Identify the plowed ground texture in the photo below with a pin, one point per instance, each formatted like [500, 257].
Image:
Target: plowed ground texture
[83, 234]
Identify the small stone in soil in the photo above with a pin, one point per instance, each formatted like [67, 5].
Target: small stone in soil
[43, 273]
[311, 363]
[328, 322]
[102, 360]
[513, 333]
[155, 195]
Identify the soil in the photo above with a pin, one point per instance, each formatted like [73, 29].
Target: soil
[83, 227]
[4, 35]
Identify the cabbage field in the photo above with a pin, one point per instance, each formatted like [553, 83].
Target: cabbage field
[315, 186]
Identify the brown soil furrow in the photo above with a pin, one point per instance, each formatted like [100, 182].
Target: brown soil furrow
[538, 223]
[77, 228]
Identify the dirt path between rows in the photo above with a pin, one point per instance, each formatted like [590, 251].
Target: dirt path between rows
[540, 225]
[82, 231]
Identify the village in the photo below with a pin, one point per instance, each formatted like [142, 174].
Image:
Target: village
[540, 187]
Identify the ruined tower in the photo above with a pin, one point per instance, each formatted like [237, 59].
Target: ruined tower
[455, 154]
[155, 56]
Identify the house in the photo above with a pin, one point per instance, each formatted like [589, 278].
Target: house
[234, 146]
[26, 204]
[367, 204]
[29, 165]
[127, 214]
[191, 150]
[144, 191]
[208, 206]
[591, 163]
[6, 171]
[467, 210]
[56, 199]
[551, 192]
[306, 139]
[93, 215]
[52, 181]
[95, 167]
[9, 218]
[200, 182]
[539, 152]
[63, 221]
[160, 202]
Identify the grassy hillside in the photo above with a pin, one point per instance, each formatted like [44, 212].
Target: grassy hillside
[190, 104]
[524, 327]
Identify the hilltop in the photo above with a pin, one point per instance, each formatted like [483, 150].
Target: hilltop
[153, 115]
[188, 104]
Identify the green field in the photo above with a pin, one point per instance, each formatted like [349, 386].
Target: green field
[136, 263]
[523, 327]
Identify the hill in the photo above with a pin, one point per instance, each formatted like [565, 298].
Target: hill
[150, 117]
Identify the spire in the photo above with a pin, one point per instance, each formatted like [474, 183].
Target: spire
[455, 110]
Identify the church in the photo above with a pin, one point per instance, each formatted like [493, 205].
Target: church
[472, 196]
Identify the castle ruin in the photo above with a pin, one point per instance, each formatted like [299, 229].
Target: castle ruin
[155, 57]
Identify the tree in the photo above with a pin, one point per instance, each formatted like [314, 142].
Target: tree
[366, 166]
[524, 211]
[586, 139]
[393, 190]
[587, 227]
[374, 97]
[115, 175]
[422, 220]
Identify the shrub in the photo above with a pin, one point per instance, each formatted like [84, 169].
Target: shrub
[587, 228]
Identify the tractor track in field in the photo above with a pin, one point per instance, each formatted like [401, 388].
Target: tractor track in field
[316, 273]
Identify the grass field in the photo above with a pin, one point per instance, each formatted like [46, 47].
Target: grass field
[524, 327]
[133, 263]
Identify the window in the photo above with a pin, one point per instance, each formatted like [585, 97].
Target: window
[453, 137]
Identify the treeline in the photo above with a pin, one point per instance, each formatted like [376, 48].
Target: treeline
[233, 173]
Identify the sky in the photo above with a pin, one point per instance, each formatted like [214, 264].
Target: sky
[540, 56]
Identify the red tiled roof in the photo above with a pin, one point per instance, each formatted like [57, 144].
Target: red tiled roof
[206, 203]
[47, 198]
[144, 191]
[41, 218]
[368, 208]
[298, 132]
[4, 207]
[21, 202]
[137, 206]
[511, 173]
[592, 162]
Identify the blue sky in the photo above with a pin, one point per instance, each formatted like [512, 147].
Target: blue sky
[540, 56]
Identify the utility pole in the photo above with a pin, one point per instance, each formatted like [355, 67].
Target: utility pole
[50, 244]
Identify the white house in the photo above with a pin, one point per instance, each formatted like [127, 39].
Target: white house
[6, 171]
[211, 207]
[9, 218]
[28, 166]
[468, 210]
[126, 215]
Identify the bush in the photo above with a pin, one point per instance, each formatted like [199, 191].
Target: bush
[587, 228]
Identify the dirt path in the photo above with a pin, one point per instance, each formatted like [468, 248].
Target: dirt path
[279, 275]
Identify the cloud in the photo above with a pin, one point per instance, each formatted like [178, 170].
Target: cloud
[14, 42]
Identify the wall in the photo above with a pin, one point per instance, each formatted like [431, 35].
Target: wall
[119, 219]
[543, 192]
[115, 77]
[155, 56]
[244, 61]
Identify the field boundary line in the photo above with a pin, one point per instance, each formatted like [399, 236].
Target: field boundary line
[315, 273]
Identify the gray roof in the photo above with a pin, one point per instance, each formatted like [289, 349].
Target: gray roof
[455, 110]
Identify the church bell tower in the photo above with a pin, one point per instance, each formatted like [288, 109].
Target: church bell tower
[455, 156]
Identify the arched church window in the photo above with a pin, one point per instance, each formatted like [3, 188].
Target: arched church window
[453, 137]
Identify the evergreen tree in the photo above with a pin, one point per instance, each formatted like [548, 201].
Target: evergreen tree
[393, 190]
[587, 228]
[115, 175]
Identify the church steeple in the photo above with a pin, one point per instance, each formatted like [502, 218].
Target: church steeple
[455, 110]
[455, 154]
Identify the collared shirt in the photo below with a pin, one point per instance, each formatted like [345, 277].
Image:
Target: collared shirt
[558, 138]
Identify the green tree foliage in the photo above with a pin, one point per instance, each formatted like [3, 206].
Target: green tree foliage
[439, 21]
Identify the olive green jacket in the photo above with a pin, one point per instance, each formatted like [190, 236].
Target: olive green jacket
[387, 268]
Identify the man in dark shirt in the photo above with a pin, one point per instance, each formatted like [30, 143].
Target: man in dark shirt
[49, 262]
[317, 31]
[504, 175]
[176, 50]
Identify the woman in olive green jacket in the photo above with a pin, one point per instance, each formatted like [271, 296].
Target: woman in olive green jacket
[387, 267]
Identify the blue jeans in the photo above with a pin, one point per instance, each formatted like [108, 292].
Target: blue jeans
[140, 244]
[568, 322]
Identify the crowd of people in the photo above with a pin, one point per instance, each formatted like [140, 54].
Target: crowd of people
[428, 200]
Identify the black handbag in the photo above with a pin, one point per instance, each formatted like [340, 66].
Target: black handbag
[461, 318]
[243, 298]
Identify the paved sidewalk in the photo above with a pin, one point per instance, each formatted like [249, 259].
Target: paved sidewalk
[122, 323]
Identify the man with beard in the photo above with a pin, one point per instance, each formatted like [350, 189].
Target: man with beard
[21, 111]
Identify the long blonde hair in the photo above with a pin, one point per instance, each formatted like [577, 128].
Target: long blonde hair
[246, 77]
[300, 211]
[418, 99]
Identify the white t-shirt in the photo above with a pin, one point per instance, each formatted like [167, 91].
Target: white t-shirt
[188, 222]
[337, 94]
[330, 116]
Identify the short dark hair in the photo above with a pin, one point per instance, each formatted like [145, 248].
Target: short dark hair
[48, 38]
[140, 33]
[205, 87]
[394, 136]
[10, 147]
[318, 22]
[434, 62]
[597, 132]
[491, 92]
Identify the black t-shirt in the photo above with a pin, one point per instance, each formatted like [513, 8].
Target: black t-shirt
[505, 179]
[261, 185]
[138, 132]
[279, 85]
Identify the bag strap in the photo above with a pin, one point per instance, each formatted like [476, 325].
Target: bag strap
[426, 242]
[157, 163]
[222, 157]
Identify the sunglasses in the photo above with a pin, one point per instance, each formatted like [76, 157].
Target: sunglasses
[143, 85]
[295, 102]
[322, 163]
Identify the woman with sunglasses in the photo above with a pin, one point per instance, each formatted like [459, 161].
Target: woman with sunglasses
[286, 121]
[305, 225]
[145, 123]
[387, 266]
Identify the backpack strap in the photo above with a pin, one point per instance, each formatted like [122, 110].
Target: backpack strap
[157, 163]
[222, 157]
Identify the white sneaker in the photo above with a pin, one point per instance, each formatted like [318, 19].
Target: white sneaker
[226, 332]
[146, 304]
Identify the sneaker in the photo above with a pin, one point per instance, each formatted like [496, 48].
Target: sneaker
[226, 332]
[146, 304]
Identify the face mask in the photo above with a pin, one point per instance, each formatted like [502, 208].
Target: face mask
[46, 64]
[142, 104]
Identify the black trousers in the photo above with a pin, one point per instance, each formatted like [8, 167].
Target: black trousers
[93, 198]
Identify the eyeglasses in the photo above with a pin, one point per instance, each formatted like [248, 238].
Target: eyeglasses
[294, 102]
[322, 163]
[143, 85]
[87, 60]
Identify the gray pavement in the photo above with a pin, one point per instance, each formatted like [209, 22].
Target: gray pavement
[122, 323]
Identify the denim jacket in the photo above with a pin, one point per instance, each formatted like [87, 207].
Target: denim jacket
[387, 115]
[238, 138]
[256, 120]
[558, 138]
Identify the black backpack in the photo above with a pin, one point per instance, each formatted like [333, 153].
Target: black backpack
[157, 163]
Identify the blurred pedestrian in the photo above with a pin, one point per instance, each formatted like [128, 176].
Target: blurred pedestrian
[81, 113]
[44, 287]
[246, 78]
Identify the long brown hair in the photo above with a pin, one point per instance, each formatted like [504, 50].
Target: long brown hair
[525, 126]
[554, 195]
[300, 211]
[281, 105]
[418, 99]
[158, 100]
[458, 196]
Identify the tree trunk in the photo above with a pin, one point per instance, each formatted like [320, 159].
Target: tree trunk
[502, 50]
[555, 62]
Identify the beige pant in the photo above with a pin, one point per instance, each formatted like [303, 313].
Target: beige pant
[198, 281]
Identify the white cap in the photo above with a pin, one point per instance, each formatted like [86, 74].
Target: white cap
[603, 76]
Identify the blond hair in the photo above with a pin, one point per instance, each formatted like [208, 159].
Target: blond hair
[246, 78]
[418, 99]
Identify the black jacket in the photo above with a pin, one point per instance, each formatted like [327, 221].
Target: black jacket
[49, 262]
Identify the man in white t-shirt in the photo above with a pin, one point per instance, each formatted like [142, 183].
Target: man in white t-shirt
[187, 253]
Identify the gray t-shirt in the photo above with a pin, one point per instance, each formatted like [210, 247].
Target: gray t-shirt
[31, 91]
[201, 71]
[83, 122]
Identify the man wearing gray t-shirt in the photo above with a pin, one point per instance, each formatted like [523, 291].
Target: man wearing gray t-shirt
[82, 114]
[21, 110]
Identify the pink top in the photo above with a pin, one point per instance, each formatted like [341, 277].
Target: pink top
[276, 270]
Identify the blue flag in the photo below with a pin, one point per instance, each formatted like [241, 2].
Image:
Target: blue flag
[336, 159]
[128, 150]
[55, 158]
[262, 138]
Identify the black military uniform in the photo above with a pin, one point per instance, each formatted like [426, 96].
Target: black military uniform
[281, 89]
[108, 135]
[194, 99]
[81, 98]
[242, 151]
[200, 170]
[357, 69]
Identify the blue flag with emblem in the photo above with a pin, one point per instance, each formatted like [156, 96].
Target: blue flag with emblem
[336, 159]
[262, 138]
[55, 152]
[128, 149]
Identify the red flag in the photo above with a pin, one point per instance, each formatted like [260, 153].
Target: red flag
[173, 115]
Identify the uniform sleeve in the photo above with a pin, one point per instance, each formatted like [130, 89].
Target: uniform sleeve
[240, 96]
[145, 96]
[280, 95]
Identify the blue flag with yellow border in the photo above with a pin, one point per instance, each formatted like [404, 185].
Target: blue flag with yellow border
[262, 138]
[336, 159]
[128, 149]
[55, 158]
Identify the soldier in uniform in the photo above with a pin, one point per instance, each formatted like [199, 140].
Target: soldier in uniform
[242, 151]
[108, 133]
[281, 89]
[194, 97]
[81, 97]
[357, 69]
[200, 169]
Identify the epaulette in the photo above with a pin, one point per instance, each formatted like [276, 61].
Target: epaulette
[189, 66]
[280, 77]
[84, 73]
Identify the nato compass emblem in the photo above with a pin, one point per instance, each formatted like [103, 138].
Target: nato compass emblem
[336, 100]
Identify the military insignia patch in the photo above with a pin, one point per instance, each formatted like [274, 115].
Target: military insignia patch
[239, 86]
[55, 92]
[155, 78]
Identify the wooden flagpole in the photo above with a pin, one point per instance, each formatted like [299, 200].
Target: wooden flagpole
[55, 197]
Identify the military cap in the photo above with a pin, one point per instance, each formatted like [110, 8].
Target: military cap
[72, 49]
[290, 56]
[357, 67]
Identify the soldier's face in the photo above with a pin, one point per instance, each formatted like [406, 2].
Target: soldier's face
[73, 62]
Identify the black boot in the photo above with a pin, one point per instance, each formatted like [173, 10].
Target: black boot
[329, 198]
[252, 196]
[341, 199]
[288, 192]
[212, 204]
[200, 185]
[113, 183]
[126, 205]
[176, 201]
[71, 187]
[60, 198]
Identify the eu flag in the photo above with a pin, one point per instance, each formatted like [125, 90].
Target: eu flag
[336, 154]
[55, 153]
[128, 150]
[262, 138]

· · · · ·

Directive:
Copy the data from the line containing "Identify the black boot" through the end, replacing "black boot" with "dark boot" and leaving everything else the same.

Exercise result:
Identify the dark boot in the photo above with a pin, one point per instance, each formatted like [173, 10].
Target: dark boot
[329, 198]
[252, 196]
[341, 199]
[288, 192]
[212, 204]
[200, 185]
[113, 183]
[126, 205]
[176, 201]
[71, 187]
[60, 198]
Identify the eu flag in the photo above with a pin, one point per instance, each formatted like [125, 90].
Target: eu flag
[336, 154]
[55, 153]
[128, 150]
[262, 138]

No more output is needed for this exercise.